*What to produce*. The output should be the line containing "Query: man in blue jacket" and every later line of the records, exactly as written, and nothing else.
========================
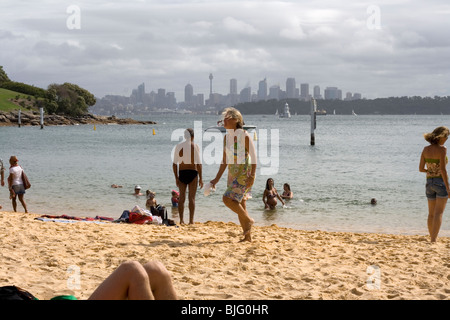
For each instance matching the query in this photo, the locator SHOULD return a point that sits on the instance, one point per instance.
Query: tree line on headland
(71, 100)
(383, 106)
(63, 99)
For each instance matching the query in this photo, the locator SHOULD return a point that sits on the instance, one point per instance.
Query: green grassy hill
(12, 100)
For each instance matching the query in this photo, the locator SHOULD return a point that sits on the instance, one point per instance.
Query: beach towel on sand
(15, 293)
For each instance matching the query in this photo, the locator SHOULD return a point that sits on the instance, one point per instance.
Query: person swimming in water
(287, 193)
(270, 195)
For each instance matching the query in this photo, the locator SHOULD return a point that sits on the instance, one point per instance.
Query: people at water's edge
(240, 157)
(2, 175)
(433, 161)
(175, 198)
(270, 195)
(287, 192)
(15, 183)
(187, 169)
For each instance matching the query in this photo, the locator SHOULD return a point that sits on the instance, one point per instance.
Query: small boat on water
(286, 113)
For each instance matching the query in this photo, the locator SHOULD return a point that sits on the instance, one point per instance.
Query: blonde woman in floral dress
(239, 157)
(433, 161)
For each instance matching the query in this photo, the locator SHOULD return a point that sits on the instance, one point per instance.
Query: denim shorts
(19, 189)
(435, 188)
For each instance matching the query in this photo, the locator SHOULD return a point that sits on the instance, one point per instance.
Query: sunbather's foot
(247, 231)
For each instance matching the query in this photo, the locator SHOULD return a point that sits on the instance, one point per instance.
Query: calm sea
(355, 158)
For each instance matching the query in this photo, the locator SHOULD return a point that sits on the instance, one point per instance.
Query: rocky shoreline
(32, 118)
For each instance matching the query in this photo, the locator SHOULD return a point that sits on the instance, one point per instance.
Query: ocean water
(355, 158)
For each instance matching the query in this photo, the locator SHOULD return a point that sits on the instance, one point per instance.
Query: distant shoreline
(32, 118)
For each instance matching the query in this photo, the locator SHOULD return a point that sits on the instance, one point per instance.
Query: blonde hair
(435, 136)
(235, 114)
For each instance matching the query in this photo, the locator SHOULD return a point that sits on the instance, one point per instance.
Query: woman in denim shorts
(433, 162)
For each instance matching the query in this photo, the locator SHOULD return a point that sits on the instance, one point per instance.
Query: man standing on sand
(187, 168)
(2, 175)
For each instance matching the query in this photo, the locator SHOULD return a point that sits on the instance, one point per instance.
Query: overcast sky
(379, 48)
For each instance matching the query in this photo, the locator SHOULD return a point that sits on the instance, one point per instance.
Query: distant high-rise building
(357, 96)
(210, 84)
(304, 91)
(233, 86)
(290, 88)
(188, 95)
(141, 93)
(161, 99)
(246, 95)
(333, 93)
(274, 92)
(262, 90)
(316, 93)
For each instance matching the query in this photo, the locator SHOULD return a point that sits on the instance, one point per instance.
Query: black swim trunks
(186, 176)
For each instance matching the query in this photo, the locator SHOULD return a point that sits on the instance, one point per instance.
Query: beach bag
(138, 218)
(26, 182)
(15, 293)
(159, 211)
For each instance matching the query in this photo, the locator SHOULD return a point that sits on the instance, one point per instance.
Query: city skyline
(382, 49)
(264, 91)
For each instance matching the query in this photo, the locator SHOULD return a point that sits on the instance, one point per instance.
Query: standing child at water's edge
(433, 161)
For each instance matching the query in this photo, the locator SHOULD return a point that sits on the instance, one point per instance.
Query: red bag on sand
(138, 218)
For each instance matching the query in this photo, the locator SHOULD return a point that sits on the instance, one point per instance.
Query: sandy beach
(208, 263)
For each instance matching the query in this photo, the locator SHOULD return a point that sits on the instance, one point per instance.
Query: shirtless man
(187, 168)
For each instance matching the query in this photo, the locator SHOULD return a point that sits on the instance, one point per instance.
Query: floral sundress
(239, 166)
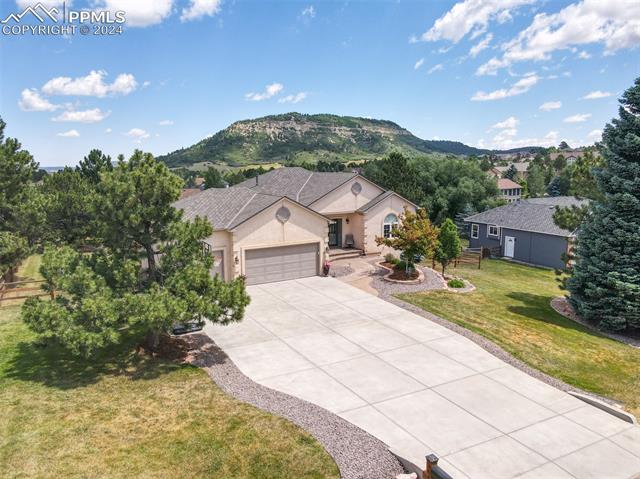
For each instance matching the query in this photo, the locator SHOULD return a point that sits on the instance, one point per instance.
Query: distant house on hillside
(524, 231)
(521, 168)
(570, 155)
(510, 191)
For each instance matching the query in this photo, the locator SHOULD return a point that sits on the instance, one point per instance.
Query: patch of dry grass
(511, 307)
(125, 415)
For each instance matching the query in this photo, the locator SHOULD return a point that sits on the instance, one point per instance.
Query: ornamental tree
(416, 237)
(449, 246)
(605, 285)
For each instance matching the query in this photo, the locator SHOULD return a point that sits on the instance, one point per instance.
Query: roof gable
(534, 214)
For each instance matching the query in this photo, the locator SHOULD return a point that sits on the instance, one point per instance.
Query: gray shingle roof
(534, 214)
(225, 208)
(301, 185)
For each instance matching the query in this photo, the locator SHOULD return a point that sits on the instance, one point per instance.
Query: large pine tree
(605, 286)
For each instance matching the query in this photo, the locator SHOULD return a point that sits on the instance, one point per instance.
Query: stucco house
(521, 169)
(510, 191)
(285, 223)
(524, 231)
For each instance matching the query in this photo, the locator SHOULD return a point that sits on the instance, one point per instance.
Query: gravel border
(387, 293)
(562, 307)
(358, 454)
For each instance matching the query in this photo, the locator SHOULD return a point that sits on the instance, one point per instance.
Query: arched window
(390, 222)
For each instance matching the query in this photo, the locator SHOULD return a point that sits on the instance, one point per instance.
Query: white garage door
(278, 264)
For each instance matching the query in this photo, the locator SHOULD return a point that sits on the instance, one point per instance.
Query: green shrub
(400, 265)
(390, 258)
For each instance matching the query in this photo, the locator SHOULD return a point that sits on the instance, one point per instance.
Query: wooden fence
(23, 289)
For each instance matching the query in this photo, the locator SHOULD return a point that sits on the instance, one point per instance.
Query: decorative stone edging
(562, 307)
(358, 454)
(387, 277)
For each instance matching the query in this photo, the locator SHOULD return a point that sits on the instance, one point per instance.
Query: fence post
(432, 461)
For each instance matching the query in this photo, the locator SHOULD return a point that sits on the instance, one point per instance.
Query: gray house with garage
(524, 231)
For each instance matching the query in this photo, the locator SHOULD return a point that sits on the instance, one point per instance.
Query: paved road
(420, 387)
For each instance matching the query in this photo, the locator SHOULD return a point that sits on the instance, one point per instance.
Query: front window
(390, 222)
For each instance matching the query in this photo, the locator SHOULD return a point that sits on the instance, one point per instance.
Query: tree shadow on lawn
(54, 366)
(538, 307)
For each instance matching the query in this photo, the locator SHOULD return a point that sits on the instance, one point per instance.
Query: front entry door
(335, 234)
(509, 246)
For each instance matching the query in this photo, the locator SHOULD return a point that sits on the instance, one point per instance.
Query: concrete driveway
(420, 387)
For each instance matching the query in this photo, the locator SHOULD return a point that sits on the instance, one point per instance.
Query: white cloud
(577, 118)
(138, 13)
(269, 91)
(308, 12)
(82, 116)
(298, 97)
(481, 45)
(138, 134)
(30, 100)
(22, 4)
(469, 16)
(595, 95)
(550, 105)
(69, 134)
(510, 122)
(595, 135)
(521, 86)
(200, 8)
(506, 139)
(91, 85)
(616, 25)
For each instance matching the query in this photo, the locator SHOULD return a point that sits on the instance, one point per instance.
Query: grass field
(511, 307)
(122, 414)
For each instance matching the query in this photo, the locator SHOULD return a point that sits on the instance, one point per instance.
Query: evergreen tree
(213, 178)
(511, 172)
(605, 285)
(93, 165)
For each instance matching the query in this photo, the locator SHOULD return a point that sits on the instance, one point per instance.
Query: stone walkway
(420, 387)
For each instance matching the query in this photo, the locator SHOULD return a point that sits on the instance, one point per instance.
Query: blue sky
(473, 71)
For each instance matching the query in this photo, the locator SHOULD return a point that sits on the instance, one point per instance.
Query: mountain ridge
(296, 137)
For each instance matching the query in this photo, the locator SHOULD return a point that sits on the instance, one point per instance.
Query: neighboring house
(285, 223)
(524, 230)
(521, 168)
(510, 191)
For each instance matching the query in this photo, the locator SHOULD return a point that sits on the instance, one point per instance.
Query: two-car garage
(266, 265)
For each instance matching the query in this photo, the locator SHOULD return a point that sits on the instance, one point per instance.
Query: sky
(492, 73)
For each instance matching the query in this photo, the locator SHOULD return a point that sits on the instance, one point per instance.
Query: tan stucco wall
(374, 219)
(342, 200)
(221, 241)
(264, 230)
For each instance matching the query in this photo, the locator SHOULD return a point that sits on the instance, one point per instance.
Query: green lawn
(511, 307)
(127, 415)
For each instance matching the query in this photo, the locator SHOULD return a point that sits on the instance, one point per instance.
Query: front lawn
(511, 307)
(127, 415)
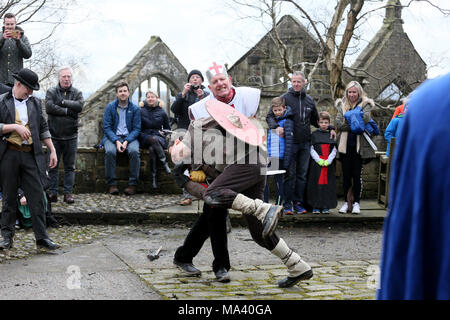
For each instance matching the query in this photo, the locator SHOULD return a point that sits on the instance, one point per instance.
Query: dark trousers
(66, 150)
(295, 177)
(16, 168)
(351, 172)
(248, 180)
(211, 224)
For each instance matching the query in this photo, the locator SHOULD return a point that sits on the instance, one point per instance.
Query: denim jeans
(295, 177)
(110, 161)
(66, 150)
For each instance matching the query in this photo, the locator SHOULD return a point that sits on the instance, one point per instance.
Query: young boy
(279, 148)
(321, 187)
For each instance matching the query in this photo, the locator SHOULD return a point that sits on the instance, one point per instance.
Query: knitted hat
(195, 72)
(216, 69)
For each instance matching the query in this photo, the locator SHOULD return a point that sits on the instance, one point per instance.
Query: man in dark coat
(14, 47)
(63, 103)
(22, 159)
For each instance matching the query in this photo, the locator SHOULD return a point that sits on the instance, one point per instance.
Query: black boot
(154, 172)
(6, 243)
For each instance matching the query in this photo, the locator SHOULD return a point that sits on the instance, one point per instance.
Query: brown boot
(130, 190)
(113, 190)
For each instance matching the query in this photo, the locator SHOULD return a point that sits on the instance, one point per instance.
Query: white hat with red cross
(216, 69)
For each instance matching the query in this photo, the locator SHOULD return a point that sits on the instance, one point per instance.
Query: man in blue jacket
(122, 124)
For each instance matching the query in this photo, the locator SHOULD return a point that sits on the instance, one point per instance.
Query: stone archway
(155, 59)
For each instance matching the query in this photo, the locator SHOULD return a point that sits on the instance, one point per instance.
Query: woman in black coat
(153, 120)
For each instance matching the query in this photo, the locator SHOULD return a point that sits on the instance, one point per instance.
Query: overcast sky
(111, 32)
========================
*Task answer*.
Query: man in blue jacket
(122, 124)
For each instance matching the query in this photo, the locator SHOULD return a point that sits on the instance, one point per instance.
Query: stone archway
(155, 59)
For each instance matching the query in this photo, the locator SHOULD return a point that sits on the instance, one point per instance.
Query: woman in black coat
(153, 120)
For each instance matching the query in this photo, the locator SHOULD return a point that sits on the instance, one point per instance.
Query: overcast sky
(111, 32)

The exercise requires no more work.